Selected extract section start

What's happening to the clunkers? Dealers are supposed to destroy the engine and crush the cars. Well dealers don't do that. Recyclers do. Are they getting cars for 'free' from the dealers? They have initial costs before they sell the car as scrap metal. They have to pull all the fluids, and all the 'fluff' (upholstery, dashboards, plastic, etc some of which requires special hazmat handling). Any recycle facility will tell you that their main income derives from the selling of usable parts, scrap metal prices (which are currently down) are secondary.

More thoughts on loan defaults in a moment. But first, here is an excerpt from a damning New York Times blog entry, "Dealers Race To Get Their Clunkers Crushed":

The program requires that the clunkers be put out of service for good, so dealers must destroy the engines on cars that are traded in. We watched this process yesterday at the DCH Paramus Honda in Paramus, N.J. It is quite laborious and potentially dangerous. And it certainly is final.

Nick Clites, who is in charge of used cars for the dealership, was prepping a 1988 BMW 535IS, with 214,000 miles on the odometer, for its death. He drained the oil, then donned a silky blue protective suit, goggles and gloves and poured a sodium silicate solution into the engine. He revved the car, and within a few seconds, the solution hardened into a glass-like substance, the engine seized up and the car was dead.

[...]

"Oh my God, what a mess today," Sally Ann Maggio, who co-owns Hackensack Auto Wreckers, also in New Jersey, said on Friday. We visited her car-crushing business on Thursday. She didn't think much of the program to begin with.

Ms. Maggio said she generally makes her profit by reselling the engines, the most valuable parts of the cars she takes, but that's not posible with the cars coming to her because of the cash for clunkers program, because they have been rendered unusable. That cuts down the salvage value of the cars -- and the incentive for salvage yards and wreckers to take them -- to almost nothing, considering the time and energy they must spend in going to the dealer, towing back the dead cars, removing the engines, crushing the bodies and shipping them to a metal scrap shredder and recycler.

And, of course, the process reduces the supply of used engines for people who can't afford to buy a new car and come to the salvage yard looking to fix up old ones.

By all counts, it appears that the Obama Administration's good-hearted attempt to decrease domestic fuel consumption has critically wounded both the used car and auto salvage businesses. The government will not reimburse car dealers for the cash for clunkers bonus unless the dealer can prove that the trade-in car has been destroyed, so dealers must destroy the cars, which leaves the dealers with no other way to recover their clunker rebates if the government reimbursements don't come through (or come through soon enough -- and no, the government has absolutely no concept of "cash flow"). While many of these trade-ins probably are "clunkers," the destruction of these trade-ins means that thousands of potentially good used cars will never be available for resale. And auto salvage operators are left with no choice in the matter; their primary source of income (salvaged engines) has been destroyed by government fiat.

Selected extract section end
Excerpted data section start

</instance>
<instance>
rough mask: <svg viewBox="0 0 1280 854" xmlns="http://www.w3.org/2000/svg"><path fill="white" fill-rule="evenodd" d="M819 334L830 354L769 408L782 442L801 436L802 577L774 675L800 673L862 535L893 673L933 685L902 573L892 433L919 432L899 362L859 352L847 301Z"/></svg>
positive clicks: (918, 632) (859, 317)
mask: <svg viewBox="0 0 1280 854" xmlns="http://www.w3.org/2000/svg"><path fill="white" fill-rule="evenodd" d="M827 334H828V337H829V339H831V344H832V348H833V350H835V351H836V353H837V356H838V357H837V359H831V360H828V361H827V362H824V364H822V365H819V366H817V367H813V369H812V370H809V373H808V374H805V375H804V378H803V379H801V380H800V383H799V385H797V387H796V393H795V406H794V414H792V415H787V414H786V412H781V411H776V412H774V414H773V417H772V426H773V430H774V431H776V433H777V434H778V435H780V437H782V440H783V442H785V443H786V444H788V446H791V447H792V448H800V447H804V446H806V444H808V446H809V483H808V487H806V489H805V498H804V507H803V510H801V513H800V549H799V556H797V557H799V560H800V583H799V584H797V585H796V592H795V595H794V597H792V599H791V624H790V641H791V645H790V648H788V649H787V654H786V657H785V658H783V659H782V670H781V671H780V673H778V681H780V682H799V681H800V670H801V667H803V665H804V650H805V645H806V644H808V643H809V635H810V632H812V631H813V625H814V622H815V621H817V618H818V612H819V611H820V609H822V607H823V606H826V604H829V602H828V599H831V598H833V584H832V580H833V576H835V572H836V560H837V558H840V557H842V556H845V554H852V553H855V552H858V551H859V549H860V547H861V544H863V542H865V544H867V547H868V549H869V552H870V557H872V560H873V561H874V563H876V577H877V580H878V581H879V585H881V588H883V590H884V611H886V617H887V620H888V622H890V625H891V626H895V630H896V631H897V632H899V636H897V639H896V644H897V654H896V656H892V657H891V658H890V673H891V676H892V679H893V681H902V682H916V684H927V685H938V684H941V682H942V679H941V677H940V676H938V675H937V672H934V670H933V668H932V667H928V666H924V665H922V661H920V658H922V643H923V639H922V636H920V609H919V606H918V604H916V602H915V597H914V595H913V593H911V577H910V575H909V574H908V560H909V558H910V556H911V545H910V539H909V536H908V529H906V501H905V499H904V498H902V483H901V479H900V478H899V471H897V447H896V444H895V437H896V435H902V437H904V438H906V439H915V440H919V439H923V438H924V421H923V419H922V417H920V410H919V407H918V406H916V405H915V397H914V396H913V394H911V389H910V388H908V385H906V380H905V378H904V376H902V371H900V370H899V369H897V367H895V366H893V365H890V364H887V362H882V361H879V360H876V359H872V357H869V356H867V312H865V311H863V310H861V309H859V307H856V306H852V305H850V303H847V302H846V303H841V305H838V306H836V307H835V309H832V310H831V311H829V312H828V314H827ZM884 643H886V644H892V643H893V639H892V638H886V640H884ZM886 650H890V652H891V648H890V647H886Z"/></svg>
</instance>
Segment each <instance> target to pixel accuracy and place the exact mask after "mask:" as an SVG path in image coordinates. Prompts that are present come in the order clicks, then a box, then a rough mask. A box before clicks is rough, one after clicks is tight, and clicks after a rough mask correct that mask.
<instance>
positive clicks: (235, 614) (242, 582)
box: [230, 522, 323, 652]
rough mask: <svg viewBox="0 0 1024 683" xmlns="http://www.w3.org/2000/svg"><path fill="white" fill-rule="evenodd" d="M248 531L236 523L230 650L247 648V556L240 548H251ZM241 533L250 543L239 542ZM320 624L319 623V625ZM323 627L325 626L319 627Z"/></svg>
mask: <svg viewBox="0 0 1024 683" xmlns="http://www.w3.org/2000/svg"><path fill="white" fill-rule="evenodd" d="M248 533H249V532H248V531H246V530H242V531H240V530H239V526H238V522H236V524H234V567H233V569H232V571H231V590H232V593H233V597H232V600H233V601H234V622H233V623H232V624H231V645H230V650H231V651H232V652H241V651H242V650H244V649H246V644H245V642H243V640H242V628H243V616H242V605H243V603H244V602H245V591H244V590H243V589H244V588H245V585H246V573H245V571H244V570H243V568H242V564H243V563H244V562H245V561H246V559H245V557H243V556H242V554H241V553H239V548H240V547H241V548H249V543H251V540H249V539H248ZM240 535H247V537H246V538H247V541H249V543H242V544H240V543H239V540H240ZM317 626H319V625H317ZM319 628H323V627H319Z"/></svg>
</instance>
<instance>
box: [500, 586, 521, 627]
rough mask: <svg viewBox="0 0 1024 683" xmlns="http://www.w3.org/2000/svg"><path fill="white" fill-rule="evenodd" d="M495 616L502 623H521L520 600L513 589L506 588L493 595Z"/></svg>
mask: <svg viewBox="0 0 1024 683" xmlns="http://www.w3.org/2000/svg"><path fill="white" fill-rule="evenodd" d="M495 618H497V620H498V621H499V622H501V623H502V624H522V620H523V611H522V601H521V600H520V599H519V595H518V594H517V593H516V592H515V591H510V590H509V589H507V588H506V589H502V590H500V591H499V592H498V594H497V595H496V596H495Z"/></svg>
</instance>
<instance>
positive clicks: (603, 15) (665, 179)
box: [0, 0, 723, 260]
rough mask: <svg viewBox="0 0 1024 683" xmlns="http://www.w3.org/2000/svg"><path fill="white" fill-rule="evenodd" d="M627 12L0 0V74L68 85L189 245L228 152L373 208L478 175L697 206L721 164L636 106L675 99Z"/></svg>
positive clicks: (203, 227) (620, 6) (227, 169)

Excerpted data section end

Work order A: Based on the excerpt about the cash for clunkers program, does each statement agree with it? Answer yes or no, and quote the words that decide it. (i) Nick Clites poured a sodium silicate solution into the engine. (ii) The BMW being prepared had 114,000 miles on it. (iii) Sally Ann Maggio usually makes her profit by reselling engines.
Work order B: Write out the rows word for word, starting with the first row and ending with the row that contains "positive clicks: (918, 632) (859, 317)". Include both ends.
The text and the rows have no connection to each other.

Exercise output A:
(i) Yes: "poured a sodium silicate solution into the engine"
(ii) No: "with 214,000 miles on the odometer"
(iii) Yes: "she generally makes her profit by reselling the engines"

Exercise output B:
</instance>
<instance>
rough mask: <svg viewBox="0 0 1280 854" xmlns="http://www.w3.org/2000/svg"><path fill="white" fill-rule="evenodd" d="M819 334L830 354L769 408L782 442L801 436L802 577L774 675L800 673L862 535L893 673L933 685L902 573L892 433L919 432L899 362L859 352L847 301Z"/></svg>
positive clicks: (918, 632) (859, 317)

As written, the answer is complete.